Provided data:

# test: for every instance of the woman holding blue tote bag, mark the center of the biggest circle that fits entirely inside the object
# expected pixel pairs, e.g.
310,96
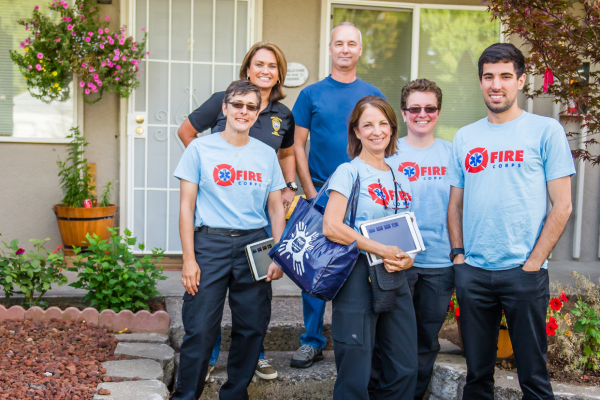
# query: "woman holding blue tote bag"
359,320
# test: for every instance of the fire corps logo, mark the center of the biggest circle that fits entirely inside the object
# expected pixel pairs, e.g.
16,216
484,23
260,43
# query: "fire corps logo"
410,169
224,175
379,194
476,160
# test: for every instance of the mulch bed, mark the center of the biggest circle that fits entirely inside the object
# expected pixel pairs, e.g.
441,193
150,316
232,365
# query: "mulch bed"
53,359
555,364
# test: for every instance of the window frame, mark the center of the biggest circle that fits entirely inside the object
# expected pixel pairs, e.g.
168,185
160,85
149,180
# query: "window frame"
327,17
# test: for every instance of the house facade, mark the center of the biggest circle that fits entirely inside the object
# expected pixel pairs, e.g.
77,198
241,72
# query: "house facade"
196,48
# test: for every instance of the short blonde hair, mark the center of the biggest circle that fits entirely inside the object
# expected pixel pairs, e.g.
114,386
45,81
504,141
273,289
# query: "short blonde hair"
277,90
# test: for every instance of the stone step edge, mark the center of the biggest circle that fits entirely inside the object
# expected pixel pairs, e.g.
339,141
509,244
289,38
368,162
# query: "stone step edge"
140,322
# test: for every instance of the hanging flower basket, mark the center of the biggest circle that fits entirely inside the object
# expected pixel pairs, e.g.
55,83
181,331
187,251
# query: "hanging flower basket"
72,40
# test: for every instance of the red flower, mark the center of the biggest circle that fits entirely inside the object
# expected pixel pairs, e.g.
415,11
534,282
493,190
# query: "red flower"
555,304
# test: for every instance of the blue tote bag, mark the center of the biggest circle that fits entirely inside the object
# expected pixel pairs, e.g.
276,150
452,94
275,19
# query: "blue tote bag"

...

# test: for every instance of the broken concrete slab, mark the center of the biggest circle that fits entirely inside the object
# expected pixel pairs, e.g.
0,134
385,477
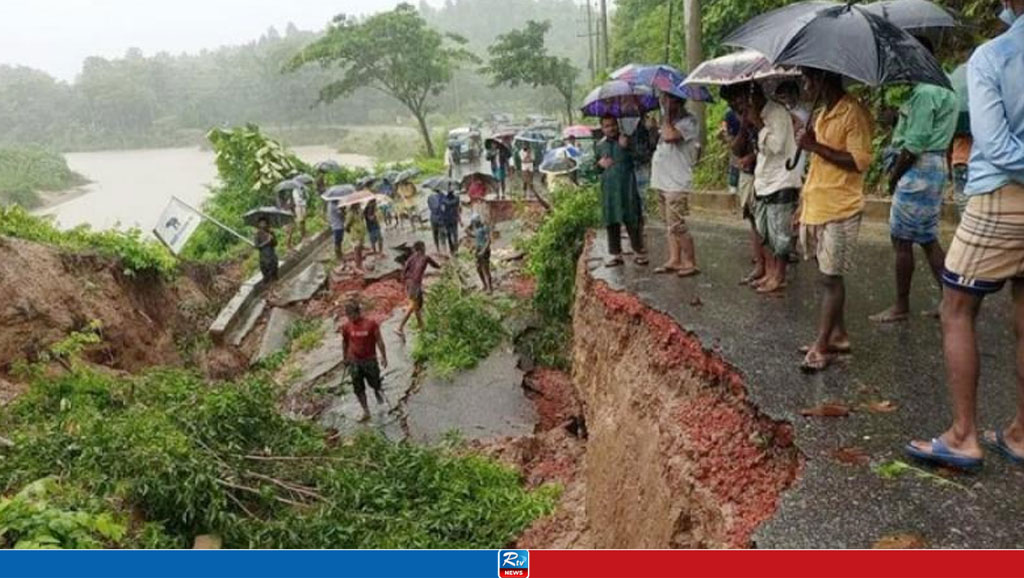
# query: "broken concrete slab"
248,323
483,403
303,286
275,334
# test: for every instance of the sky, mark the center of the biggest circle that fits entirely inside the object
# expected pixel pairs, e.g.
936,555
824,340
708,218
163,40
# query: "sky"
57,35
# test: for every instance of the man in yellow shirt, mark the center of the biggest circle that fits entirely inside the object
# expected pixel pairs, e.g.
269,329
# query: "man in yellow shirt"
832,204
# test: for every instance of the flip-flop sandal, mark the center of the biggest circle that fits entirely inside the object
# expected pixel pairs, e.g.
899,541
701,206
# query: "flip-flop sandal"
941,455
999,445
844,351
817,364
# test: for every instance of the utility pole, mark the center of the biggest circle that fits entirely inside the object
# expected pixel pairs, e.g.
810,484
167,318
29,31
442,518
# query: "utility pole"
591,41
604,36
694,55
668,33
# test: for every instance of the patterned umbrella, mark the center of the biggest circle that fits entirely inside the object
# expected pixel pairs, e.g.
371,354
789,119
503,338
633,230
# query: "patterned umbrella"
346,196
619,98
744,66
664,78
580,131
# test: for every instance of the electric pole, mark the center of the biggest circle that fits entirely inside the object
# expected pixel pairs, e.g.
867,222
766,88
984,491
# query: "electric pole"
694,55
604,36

What you need to do: Pull out every line of the records above that contains the word "flower".

Answer to this exercise:
# test: for every instance of the hanging flower basket, mark the center of the biggest circle that fits entirely inside the object
# query: "hanging flower basket"
# test: for every instance of the red flower, mark the center of the biggest circle that fits entirely inside the object
# query: "red flower"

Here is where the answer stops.